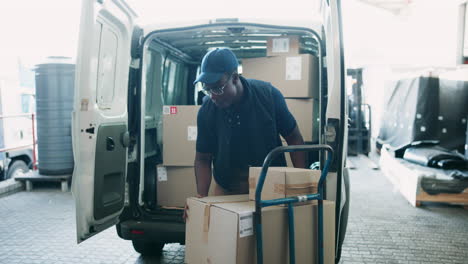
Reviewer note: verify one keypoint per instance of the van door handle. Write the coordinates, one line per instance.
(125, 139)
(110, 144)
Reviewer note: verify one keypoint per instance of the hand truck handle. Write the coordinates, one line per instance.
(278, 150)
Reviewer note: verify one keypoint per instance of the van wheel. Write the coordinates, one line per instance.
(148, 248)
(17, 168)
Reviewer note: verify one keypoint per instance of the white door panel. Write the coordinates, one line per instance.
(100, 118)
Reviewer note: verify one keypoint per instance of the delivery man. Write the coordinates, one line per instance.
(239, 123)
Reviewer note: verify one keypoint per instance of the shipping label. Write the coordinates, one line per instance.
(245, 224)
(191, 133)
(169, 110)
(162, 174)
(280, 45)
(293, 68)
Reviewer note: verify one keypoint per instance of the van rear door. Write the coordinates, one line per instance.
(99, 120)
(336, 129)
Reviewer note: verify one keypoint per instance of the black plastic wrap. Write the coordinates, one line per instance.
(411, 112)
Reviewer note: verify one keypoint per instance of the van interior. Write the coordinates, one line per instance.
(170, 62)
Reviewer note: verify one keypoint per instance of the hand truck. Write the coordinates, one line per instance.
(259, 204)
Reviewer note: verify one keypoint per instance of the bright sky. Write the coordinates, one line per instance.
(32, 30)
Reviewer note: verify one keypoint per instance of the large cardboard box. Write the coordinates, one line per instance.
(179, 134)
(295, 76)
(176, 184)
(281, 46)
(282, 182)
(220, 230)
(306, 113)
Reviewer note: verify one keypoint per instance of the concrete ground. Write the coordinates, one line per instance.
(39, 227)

What to do
Please print the data above in its entirety, exactly, but without any picture.

Solution for this exercise
Reviewer note: verify one keypoint per instance of the van door handle. Write the coordinates, one line per instance.
(125, 139)
(110, 144)
Reviewer note: verify one keypoint per instance of the hand truck handle. Write the coordinates, one line per instance.
(278, 150)
Reviewer note: verify one keypoint per instance of the van wheel. Write the coordinates, one line per instance.
(148, 248)
(17, 168)
Reviewer note: verify one keypoint per instance of the white door panel. Write the coordinates, one line per instance.
(100, 118)
Reviewer note: verify one keypoint per instance of the delivery man. Write the coordinates, one line per instance.
(239, 123)
Reviewer note: verify one keypoint per instance of the shipping label. Write the coordinates, one line per instance.
(245, 224)
(191, 133)
(169, 110)
(162, 174)
(280, 45)
(293, 68)
Reviewer note: verify one keypoint per instance of the van rear door. Write the coordinates, one line per instance.
(99, 120)
(336, 129)
Reviewer note: verify one keypoint per instance of the black plastic wrap. Write the coordinates, one line per instance.
(411, 112)
Reviewer note: verify one keypoint per instance of the van interior. Write the coordinates, one line per instance.
(170, 62)
Reviewer note: verify one keypoint per instance of the hand truck. Write the coordinates, one line per instance.
(259, 204)
Reviewer note: verify one keypoint per instance of the bright sky. Write the coordinates, one line per instance.
(32, 30)
Reviewer note: verify one keypoint per instance of the large cardboard box. Write the coordinates, one line per instance.
(179, 134)
(295, 76)
(176, 184)
(281, 46)
(282, 182)
(220, 230)
(306, 113)
Reviewer note: verify one keypoint per instance of the concrete ground. Write the coordinates, one line per instance.
(39, 227)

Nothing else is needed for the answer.